IL-10 inhibition during immunization improves vaccine efficacy against systemic S. aureus infection. Having demonstrated that colonization status impacts systemic S. aureus antigen-specific T cell responses in humans, potentially due to an immunosuppressive imprint conferred by persistent carriage of the bacterium, it was hypothesized that inhibition of immunosuppression during immunization might be an effective way to improve S. aureus vaccine efficacy. We used a murine model to provide proof of concept that this could be achieved. Previous work has shown that an experimental vaccine against S. aureus, comprising CpG (TLR9 agonist) with the S. aureus cell wall–anchored protein ClfA, effectively protected against S. aureus systemic infection through the induction of Th1 responses (15). To determine if blockade of IL-10 during immunization could improve the efficacy of this vaccine, groups of C57BL/6J WT mice were immunized s.c. with CpG (50 μg) alone, vaccine (comprising ClfA [5 μg] + CpG [50 μg]), vaccine + anti–IL-10 (150 μg), or vaccine + isotype control (150 μg) on days 0, 14, and 28. Cellular and humoral immune responses were assessed on day 42. Inguinal lymph nodes (ILNs) and spleen were removed, and ClfA-specific memory T cell responses were assessed. The production of IFN-γ (Figure 2, A and B) and IL-17 (Figure 2, C and D), in response to in vitro ClfA reexposure, was higher in cells isolated from mice immunized with the vaccine + anti–IL-10 compared with mice immunized with vaccine + isotype or vaccine alone. IL-17 responses were lower than those of IFN-γ, likely due to the Th1-skewing adjuvant CpG (38). Sera from mice immunized with the experimental vaccine effectively inhibited the binding of S. aureus to fibrinogen, verifying the presence of ClfA-neutralizing antibodies. However, the addition of the IL-10–blocking antibody during immunization had no significant effect on ClfA-specific antibody levels (Supplemental Figure 2).

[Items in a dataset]
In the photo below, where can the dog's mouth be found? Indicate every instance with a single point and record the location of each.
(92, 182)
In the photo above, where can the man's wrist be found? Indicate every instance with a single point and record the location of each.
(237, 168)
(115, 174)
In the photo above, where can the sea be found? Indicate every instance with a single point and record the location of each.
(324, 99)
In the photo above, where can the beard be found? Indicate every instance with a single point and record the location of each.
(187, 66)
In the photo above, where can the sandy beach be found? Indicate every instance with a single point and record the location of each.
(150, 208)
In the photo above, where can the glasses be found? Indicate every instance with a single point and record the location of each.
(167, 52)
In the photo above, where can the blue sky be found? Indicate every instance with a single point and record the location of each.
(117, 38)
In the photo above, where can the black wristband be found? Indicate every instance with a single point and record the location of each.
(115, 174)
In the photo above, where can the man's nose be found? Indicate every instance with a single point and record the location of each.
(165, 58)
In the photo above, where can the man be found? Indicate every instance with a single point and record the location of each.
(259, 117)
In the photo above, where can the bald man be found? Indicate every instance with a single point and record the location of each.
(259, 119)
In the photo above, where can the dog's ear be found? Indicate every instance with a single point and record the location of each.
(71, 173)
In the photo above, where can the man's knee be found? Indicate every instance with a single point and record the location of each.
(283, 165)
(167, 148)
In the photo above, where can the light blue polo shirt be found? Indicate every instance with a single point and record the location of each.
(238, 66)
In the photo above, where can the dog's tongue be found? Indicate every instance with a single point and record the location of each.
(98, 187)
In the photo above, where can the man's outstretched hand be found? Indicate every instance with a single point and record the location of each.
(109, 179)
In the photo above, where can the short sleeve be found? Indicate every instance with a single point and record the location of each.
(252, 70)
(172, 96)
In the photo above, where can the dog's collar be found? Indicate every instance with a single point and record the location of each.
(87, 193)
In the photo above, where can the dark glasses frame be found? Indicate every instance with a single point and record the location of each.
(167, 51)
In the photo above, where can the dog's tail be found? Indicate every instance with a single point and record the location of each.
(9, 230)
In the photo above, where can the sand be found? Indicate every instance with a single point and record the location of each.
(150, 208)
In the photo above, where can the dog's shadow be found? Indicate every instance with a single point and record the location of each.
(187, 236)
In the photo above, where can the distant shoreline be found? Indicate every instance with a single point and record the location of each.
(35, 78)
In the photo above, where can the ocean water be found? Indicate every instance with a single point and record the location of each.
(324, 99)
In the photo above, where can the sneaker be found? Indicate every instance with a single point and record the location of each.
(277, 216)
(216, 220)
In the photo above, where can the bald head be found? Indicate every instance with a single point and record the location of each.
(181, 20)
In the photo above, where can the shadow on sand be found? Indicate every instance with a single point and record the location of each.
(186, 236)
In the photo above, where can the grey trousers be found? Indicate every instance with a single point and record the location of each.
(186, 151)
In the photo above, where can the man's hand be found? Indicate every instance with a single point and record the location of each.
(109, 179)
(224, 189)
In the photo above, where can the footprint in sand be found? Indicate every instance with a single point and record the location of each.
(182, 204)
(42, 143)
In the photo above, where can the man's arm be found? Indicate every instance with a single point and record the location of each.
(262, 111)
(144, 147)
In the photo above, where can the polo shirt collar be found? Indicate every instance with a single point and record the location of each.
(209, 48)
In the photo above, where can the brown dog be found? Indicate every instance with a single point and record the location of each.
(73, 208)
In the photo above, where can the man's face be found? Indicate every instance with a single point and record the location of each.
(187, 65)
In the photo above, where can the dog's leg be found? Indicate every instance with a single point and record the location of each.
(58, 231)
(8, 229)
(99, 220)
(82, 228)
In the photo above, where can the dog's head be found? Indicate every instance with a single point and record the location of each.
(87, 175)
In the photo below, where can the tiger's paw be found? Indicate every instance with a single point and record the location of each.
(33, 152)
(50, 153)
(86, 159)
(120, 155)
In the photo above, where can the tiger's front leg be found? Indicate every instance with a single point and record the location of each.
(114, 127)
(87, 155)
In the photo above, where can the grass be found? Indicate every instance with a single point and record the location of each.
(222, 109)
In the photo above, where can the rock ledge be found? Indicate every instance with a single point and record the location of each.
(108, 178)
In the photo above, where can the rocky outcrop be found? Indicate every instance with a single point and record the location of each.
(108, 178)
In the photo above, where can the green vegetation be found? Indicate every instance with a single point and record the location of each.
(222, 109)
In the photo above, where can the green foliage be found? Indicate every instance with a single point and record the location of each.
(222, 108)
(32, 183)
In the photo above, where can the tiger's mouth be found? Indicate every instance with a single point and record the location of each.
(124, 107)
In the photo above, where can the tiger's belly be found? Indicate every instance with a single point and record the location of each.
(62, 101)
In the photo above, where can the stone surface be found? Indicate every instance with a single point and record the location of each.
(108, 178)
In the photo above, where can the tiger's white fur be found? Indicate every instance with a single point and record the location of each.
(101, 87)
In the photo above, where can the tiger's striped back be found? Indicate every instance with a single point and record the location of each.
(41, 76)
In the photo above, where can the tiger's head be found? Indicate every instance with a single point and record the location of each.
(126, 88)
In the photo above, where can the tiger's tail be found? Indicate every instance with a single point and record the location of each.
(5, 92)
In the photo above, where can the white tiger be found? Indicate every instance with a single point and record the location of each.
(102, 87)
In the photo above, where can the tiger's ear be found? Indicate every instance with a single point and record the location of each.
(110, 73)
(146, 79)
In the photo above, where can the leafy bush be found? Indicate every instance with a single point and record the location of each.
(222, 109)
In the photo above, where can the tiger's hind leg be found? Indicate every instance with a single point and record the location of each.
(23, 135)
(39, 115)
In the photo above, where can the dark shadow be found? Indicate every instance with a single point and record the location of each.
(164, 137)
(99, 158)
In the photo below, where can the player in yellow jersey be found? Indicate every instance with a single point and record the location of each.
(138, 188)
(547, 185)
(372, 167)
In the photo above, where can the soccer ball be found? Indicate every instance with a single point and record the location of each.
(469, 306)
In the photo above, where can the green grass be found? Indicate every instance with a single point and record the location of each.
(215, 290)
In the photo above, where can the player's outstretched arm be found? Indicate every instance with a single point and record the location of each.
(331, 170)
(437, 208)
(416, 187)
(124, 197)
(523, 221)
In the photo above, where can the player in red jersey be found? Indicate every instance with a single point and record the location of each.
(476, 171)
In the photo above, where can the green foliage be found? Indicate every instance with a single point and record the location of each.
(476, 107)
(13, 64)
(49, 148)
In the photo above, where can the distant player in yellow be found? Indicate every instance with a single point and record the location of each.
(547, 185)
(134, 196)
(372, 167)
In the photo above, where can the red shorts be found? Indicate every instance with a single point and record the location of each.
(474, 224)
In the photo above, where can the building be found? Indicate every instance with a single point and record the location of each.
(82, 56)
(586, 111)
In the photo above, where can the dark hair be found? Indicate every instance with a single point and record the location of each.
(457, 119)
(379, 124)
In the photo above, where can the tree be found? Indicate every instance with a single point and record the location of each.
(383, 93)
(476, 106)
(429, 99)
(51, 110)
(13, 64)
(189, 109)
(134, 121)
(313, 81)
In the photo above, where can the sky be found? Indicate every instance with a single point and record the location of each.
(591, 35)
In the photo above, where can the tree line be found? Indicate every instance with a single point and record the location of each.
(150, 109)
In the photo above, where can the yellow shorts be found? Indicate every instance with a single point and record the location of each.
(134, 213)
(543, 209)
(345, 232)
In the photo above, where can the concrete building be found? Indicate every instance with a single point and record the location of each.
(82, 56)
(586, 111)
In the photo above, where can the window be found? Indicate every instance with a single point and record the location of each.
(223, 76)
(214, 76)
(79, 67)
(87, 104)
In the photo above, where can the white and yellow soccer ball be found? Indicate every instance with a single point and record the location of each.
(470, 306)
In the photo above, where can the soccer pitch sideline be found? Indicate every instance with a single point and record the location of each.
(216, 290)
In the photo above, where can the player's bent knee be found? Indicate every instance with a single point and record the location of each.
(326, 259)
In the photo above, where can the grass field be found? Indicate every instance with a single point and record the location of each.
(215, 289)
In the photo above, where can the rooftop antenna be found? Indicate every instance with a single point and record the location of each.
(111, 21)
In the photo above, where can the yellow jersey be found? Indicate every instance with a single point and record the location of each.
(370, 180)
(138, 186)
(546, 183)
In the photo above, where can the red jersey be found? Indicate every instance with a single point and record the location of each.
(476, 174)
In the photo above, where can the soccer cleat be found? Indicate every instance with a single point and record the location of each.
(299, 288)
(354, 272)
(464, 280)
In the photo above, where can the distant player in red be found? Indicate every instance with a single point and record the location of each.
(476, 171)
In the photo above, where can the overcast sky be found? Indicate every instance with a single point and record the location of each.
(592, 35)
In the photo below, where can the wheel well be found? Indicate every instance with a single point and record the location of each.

Assignment. Copy the IL-10 inhibition passage word for word, in full. The entries have nothing to do with this.

Answer area.
IL-10 inhibition during immunization improves vaccine efficacy against systemic S. aureus infection. Having demonstrated that colonization status impacts systemic S. aureus antigen-specific T cell responses in humans, potentially due to an immunosuppressive imprint conferred by persistent carriage of the bacterium, it was hypothesized that inhibition of immunosuppression during immunization might be an effective way to improve S. aureus vaccine efficacy. We used a murine model to provide proof of concept that this could be achieved. Previous work has shown that an experimental vaccine against S. aureus, comprising CpG (TLR9 agonist) with the S. aureus cell wall–anchored protein ClfA, effectively protected against S. aureus systemic infection through the induction of Th1 responses (15). To determine if blockade of IL-10 during immunization could improve the efficacy of this vaccine, groups of C57BL/6J WT mice were immunized s.c. with CpG (50 μg) alone, vaccine (comprising ClfA [5 μg] + CpG [50 μg]), vaccine + anti–IL-10 (150 μg), or vaccine + isotype control (150 μg) on days 0, 14, and 28. Cellular and humoral immune responses were assessed on day 42. Inguinal lymph nodes (ILNs) and spleen were removed, and ClfA-specific memory T cell responses were assessed. The production of IFN-γ (Figure 2, A and B) and IL-17 (Figure 2, C and D), in response to in vitro ClfA reexposure, was higher in cells isolated from mice immunized with the vaccine + anti–IL-10 compared with mice immunized with vaccine + isotype or vaccine alone. IL-17 responses were lower than those of IFN-γ, likely due to the Th1-skewing adjuvant CpG (38). Sera from mice immunized with the experimental vaccine effectively inhibited the binding of S. aureus to fibrinogen, verifying the presence of ClfA-neutralizing antibodies. However, the addition of the IL-10–blocking antibody during immunization had no significant effect on ClfA-specific antibody levels (Supplemental Figure 2).